Executing the Job to aggregate and sort data

After setting up the Job and configuring the components used in the
Job for aggregating and sorting data, you can then execute the Job and verify the Job
execution result.

  1. Press Ctrl + S to save the Job.
  2. Press F6 to execute the Job.

    tAggregateRow_8.png

As shown above, the students’ comprehensive scores are
aggregated and then sorted in ascending alphabetical order based on the student
names.

Aggregating values based on dynamic schema

Here is an example of using the tAggregateRow component to aggregate some task assignment data in a CSV file
based on a dynamic schema column.

This scenario applies only to subscription-based Talend products.

Creating a Job for aggregating values based on dynamic schema

Create a Job to aggregate some task assignment data in a CSV file
based on a dynamic schema column using the tAggregateRow component, then display the aggregated data on the console and
write it into an output CSV file.

tAggregateRow_9.png

  1. Create a new Job and add a tFileInputDelimited component, a tAggregateRow component, a tLogRow
    component, and a tFileOutputDelimited component by
    typing their names in the design workspace or dropping them from the Palette.
  2. Link the tFileInputDelimited component
    to the tAggregateRow component using a Row > Main
    connection.
  3. Do the same to link the tAggregateRow
    component to the tLogRow component, and the
    tLogRow component to the tFileOutputDelimited component.

Given exercise A:
According to the tAggregateRow excerpt, which products does the dynamic schema scenario apply to?
Given exercise B:
Pick up the tAggregateRow excerpt after its final step and write the steps that follow.

Data records:
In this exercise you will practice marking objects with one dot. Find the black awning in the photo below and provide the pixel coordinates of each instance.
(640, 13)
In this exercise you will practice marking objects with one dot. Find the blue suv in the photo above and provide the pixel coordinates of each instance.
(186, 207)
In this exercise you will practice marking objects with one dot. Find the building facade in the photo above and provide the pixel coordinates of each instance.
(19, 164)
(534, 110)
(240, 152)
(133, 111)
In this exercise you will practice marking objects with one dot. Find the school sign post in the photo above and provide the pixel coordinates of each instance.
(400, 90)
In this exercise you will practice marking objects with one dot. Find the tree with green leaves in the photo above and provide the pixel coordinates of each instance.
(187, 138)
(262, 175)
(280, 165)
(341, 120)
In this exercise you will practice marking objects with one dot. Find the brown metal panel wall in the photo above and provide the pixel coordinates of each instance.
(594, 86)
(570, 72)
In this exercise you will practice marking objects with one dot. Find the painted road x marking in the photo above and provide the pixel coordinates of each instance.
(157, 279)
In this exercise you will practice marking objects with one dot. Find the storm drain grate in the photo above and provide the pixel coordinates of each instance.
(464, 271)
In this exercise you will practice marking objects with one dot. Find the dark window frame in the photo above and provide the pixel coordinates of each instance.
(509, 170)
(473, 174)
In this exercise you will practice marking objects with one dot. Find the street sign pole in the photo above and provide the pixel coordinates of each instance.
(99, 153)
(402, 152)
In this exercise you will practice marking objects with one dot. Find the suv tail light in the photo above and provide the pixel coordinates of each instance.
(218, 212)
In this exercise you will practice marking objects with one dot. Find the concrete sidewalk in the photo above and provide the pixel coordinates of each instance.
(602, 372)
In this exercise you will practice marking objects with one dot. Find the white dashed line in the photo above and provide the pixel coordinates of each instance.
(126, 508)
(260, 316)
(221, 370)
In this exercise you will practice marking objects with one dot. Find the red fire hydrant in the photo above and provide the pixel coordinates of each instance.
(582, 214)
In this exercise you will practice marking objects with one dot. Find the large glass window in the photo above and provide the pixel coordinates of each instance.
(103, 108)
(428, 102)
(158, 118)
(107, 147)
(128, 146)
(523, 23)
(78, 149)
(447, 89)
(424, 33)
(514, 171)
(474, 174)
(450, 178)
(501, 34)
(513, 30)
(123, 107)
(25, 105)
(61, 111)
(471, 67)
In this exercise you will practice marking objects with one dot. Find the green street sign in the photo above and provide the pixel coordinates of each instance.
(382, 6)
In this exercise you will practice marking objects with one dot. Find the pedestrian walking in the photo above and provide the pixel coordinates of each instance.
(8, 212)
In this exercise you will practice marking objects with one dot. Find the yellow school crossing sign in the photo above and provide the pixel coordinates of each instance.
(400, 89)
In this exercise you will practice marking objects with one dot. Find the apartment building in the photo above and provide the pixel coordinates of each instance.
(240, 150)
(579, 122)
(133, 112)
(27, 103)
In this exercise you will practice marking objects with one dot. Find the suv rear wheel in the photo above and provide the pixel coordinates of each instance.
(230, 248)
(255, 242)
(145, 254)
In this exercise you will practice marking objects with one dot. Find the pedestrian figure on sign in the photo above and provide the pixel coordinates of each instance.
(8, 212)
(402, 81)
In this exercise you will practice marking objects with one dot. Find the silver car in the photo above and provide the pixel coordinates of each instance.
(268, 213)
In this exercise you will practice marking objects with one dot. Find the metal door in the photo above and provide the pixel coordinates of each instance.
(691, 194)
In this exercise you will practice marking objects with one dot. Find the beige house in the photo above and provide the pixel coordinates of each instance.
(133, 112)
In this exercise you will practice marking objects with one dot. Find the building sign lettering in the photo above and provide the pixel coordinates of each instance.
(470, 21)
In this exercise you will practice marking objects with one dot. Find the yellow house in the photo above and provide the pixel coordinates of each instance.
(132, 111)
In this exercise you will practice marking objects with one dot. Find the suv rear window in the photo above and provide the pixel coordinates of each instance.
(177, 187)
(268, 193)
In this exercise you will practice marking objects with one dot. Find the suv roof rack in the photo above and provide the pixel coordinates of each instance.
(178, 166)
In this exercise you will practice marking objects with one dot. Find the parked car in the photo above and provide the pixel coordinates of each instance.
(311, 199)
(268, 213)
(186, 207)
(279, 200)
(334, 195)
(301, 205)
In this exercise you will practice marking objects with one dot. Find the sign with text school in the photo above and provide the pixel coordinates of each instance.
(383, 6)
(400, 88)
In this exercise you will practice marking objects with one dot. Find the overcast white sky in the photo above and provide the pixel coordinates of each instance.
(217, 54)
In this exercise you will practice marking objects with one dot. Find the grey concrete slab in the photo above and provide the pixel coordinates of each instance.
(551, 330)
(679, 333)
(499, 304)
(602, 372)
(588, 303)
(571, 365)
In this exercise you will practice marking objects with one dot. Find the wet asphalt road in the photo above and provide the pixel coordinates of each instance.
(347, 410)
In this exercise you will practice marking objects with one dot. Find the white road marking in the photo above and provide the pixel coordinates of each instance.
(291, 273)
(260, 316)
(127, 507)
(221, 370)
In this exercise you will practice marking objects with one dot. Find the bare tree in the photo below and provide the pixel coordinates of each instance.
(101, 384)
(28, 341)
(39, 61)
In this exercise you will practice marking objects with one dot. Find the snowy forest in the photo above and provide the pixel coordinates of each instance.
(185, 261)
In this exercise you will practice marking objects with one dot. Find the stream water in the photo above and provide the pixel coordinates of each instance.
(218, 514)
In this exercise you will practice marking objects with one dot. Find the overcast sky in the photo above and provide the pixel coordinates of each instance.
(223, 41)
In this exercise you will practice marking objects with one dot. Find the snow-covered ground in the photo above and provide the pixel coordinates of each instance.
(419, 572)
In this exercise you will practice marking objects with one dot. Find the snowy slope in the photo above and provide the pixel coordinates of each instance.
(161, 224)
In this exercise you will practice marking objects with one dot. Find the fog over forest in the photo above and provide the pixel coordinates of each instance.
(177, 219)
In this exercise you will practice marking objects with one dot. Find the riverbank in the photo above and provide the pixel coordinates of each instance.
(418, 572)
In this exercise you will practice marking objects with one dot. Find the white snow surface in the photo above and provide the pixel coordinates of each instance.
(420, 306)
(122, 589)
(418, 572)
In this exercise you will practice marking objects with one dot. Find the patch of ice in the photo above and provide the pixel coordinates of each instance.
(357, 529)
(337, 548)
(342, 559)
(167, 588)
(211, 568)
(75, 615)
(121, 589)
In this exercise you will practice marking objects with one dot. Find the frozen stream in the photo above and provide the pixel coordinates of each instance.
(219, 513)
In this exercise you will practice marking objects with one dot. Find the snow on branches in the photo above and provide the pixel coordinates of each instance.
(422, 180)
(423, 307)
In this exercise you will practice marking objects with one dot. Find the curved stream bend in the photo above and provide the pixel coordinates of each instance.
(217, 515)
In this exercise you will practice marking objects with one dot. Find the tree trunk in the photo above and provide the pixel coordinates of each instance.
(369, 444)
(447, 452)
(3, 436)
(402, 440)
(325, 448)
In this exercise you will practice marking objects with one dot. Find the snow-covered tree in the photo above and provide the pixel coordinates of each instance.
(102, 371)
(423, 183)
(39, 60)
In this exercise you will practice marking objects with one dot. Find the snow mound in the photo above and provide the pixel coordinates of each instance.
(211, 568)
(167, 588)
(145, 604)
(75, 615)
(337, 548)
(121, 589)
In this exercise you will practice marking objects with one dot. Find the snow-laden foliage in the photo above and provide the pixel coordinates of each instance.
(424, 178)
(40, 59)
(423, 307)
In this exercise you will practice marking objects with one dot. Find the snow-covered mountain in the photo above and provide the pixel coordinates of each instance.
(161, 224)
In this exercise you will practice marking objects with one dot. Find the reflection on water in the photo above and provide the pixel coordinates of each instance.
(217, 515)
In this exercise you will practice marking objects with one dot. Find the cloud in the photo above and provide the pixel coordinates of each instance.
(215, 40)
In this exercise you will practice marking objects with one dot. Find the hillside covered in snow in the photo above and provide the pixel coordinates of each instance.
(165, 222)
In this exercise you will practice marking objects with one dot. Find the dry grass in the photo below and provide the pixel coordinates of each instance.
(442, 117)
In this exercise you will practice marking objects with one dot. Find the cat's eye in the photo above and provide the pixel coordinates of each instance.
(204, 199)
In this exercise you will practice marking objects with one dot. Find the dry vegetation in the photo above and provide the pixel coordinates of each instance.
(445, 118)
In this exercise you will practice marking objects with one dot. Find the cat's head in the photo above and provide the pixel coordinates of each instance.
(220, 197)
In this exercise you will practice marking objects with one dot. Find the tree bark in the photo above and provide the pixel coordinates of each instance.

Task answer A:
It applies only to subscription-based Talend products.

Task answer B:
Configuring the Job for aggregating values based on dynamic schema

Configure the Job to aggregate some task assignment data in a CSV
file based on a dynamic schema column using the tAggregateRow component.

Then this Job displays the aggregated data on the console
using the tLogRow component and writes it into an
output CSV file using the tFileOutputDelimited
component.

  1. Double-click the tFileInputDelimited
    component to open its Basic settings view.
  2. In the File name/Stream field, specify
    the path to the CSV file that holds the following task assignment data, D:/tasks.csv in this example.

  3. In the Header field, enter the number
    of rows to be skipped in the beginning of the file, 1 in this example.

    Note that the dynamic schema feature is only supported in the Built-In mode and requires the input file to have a
    header row.
  4. Click the

    tAggregateRow_2.png

    button next to Edit schema to
    open the schema dialog box and define the schema by adding two columns, task of String type and other of Dynamic type. When done, click OK to save the changes and close the schema dialog box.

    Note that the dynamic column must be defined in the last row of the schema. For
    more information about dynamic schema, see
    Talend Studio User
    Guide
    .
  5. Double-click the tAggregateRow
    component, and on its Basic settings view, click
    the Sync columns button to retrieve the schema from
    the preceding component.

    tAggregateRow_11.png

  6. Add one row in the Group by table by
    clicking the

    tAggregateRow_6.png

    button below it, and select other from both the Output column
    and Input column position column fields to group
    the input data by the other dynamic
    column.

    Note that the dynamic column aggregation can be carried out only for the grouping
    operation.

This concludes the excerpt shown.